Thank you. Good evening, everyone. Thank you for being with us on our Q2 and H1 FY 2023 earnings conference call. I would like to remind you that some of the statements made on the call today could be forward-looking in nature, and a detailed disclaimer in this regard has been included in the press release that has been shared on our website. On the call today we have Mr. Shyam Bhartia, Chairman. Mr. Hari Bhartia, Co-chairman and Managing Director. Mr. Arvind Chokhany, Group CFO. Mr. Pramod Yadav, CEO, Jubilant Pharma. Mr. Giuliano Perfetti, CEO, Jubilant Biosys. Mr. Syed Kazmi, CEO, Jubilant Therapeutics. M r. Arun Sharma, CFO, Jubilant Pharmova. I now invite Mr. Shyam Bhartia to share his comments. Over to you, sir.
Good evening, everyone. Thank you for joining us on Q2 FY 2022 earnings conference call of Jubilant Pharmova Limited. During the quarter, the company reported significant improvement in revenues, especially due to strong performance in specialty chemicals, CDMO sterile injectables, and CRDMO, which was offset by lower revenues in generic segment. On year-on-year basis, however, the revenues were marginally lower as performance of the CDMO sterile business normalized due to tapering of COVID deals and weaker performance in generic segment.
In specialty pharmaceuticals, radiopharmaceuticals business reported increase in revenue year-on-year, driven by higher volumes with normalization and demand as pandemic eased off. Our energy business continued to grow with higher volumes. In CDMO sterile injectables, revenue normalized year-on-year due to tapering of one-off COVID-related revenues in the corresponding quarter. There was, however, sizable improvement sequentially due to higher volumes.
Generic business revenues impacted year-on-year with pricing headwinds and import alert challenges. Management begins implementation of strategic reorganization, cost optimization, and reprioritization of geography mix in generic business. CRDMO, our drug discovery services continues to maintain momentum from strong order book, and our API revenues stood higher on volume growth and is poised to gain further from the asset upgradation program at Nanjangud plant.
During the quarter, we refinance our existing INR 200 million bonds and $150 million term loan with five-year $350 million term loan facility at favorable terms with lower interest costs. This enables us to optimize our finance costs. We incurred foreclosure charges in the refinancing transaction, which we expect to recover over the tenure of new $350 million facility. I would like to mention that we have appointed Mr. Jaidev Rajpal as head of our generic business from October 2022 onwards.

> _Extracted material_
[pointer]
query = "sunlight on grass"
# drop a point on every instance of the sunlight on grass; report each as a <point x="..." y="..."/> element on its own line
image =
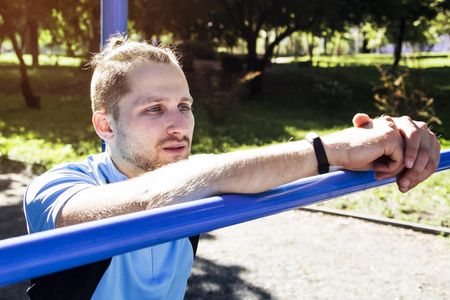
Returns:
<point x="428" y="203"/>
<point x="296" y="100"/>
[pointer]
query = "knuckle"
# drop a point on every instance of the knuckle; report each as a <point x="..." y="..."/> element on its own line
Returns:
<point x="406" y="118"/>
<point x="422" y="125"/>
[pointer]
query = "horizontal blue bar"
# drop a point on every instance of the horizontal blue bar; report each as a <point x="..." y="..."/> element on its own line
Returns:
<point x="47" y="252"/>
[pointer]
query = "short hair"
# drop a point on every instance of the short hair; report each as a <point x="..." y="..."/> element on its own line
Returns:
<point x="111" y="66"/>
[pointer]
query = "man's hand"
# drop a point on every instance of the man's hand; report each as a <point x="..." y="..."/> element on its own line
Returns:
<point x="421" y="151"/>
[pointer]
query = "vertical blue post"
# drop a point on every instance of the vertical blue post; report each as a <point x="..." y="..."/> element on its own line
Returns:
<point x="114" y="18"/>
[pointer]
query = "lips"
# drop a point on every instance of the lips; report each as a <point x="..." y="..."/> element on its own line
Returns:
<point x="175" y="148"/>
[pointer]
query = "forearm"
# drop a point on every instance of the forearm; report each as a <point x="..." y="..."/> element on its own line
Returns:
<point x="249" y="171"/>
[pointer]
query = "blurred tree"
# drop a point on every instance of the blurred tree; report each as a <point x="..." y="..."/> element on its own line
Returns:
<point x="13" y="25"/>
<point x="398" y="16"/>
<point x="75" y="26"/>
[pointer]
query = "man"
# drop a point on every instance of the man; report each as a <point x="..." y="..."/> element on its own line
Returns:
<point x="143" y="111"/>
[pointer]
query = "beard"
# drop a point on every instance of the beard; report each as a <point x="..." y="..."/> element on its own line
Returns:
<point x="133" y="151"/>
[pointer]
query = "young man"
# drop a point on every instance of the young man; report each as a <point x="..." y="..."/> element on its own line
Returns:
<point x="143" y="111"/>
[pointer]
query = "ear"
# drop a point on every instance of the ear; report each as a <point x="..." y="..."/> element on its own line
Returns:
<point x="102" y="124"/>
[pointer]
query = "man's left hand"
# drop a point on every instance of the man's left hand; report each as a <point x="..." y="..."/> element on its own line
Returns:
<point x="421" y="154"/>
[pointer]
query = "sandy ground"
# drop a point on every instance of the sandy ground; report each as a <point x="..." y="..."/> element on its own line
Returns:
<point x="294" y="255"/>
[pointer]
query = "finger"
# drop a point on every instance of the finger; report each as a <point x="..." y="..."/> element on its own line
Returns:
<point x="421" y="171"/>
<point x="411" y="132"/>
<point x="361" y="120"/>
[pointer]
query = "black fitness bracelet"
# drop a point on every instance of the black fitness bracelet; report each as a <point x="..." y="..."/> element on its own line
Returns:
<point x="314" y="139"/>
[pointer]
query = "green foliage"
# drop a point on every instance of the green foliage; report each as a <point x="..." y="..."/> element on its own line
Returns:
<point x="397" y="96"/>
<point x="289" y="108"/>
<point x="428" y="203"/>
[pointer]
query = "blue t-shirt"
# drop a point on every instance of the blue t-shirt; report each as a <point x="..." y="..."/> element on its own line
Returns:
<point x="158" y="272"/>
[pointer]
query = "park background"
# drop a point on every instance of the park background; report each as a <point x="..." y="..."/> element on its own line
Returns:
<point x="261" y="72"/>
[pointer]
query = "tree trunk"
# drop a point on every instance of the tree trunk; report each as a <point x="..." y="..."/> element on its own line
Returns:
<point x="33" y="44"/>
<point x="365" y="45"/>
<point x="31" y="100"/>
<point x="399" y="44"/>
<point x="311" y="47"/>
<point x="254" y="65"/>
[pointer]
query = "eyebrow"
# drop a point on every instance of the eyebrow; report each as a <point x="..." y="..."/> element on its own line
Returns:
<point x="143" y="101"/>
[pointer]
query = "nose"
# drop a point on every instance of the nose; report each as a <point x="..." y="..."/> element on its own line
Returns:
<point x="178" y="123"/>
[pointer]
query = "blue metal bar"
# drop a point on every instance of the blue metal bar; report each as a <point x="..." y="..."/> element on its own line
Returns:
<point x="114" y="19"/>
<point x="51" y="251"/>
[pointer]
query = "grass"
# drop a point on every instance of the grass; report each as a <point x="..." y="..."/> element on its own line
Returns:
<point x="296" y="100"/>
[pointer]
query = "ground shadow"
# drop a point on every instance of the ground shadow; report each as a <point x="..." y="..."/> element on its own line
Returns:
<point x="213" y="281"/>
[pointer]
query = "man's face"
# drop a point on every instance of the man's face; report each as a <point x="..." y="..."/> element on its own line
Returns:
<point x="155" y="124"/>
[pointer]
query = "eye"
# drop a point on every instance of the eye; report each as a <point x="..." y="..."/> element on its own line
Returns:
<point x="154" y="109"/>
<point x="185" y="108"/>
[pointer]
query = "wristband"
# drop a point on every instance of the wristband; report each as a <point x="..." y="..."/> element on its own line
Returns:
<point x="323" y="165"/>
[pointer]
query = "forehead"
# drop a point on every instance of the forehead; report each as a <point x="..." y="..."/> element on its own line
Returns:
<point x="157" y="80"/>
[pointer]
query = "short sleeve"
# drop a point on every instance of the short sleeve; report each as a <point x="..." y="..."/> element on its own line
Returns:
<point x="47" y="194"/>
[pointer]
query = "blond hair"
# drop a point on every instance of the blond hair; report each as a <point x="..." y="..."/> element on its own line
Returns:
<point x="111" y="66"/>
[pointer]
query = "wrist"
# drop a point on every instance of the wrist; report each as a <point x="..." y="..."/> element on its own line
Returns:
<point x="333" y="150"/>
<point x="323" y="166"/>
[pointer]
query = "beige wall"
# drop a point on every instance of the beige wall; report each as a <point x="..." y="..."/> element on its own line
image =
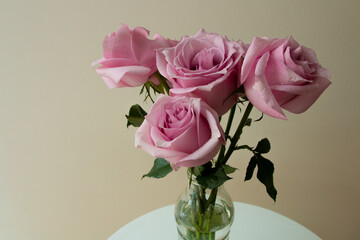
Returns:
<point x="68" y="167"/>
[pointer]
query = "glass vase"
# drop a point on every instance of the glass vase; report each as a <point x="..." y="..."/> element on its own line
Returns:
<point x="204" y="214"/>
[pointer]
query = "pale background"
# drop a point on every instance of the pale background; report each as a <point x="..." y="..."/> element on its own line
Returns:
<point x="68" y="166"/>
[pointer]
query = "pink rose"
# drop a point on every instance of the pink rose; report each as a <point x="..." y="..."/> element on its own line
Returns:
<point x="204" y="66"/>
<point x="280" y="73"/>
<point x="129" y="57"/>
<point x="184" y="131"/>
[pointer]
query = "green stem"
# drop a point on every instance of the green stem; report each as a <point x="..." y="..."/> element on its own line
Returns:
<point x="237" y="134"/>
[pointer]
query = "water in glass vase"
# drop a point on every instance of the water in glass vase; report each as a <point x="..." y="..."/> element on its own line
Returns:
<point x="201" y="217"/>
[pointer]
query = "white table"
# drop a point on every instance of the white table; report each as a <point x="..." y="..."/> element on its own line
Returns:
<point x="251" y="223"/>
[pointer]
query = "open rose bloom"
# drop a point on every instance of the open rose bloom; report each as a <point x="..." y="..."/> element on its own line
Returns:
<point x="205" y="75"/>
<point x="205" y="66"/>
<point x="185" y="131"/>
<point x="279" y="73"/>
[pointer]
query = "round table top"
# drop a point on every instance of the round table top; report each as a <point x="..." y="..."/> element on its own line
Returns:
<point x="250" y="223"/>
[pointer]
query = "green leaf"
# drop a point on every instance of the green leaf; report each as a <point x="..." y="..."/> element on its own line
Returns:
<point x="265" y="175"/>
<point x="213" y="179"/>
<point x="228" y="169"/>
<point x="136" y="116"/>
<point x="160" y="169"/>
<point x="250" y="168"/>
<point x="240" y="90"/>
<point x="199" y="169"/>
<point x="263" y="146"/>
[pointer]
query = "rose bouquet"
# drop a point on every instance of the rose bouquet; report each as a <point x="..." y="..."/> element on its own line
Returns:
<point x="196" y="81"/>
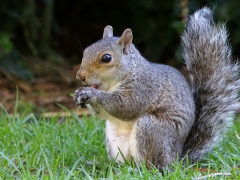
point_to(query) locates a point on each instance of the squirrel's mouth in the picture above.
(96, 86)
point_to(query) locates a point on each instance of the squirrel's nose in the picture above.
(80, 76)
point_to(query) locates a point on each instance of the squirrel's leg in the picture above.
(158, 141)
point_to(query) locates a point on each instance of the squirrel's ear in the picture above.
(108, 31)
(126, 40)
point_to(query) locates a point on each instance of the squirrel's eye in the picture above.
(106, 58)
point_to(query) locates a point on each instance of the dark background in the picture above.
(41, 41)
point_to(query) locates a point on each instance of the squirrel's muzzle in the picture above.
(80, 75)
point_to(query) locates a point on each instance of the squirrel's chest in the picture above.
(120, 135)
(121, 141)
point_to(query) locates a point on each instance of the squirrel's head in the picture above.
(104, 62)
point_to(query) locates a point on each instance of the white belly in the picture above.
(121, 139)
(120, 135)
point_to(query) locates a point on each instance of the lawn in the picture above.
(73, 148)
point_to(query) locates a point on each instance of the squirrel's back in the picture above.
(214, 82)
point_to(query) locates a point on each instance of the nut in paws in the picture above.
(82, 96)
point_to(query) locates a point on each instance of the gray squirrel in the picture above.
(152, 114)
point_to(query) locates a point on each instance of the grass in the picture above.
(39, 148)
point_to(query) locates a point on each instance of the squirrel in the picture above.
(153, 115)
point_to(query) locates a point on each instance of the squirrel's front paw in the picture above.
(82, 96)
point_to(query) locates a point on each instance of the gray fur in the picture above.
(170, 119)
(214, 81)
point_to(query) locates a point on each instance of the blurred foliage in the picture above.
(51, 29)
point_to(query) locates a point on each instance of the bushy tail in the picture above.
(214, 81)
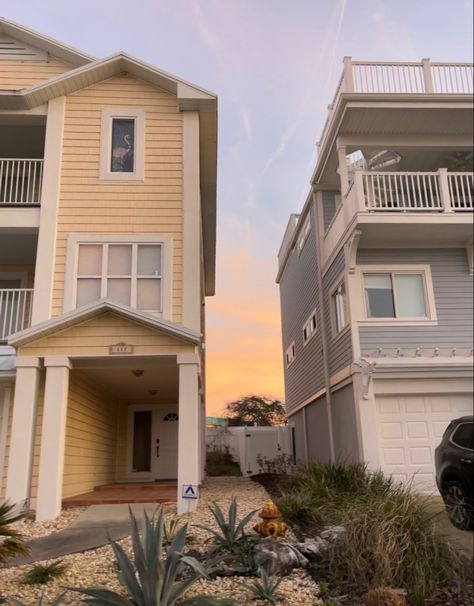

> _Required action_
Write out the part of the earnings call transcript that opens with the words containing "Good evening, everyone. Thank you for joining" and closes with "performance in generic segment.". The items are separate from the earnings call transcript.

> _Exercise result_
Good evening, everyone. Thank you for joining us on Q2 FY 2022 earnings conference call of Jubilant Pharmova Limited. During the quarter, the company reported significant improvement in revenues, especially due to strong performance in specialty chemicals, CDMO sterile injectables, and CRDMO, which was offset by lower revenues in generic segment. On year-on-year basis, however, the revenues were marginally lower as performance of the CDMO sterile business normalized due to tapering of COVID deals and weaker performance in generic segment.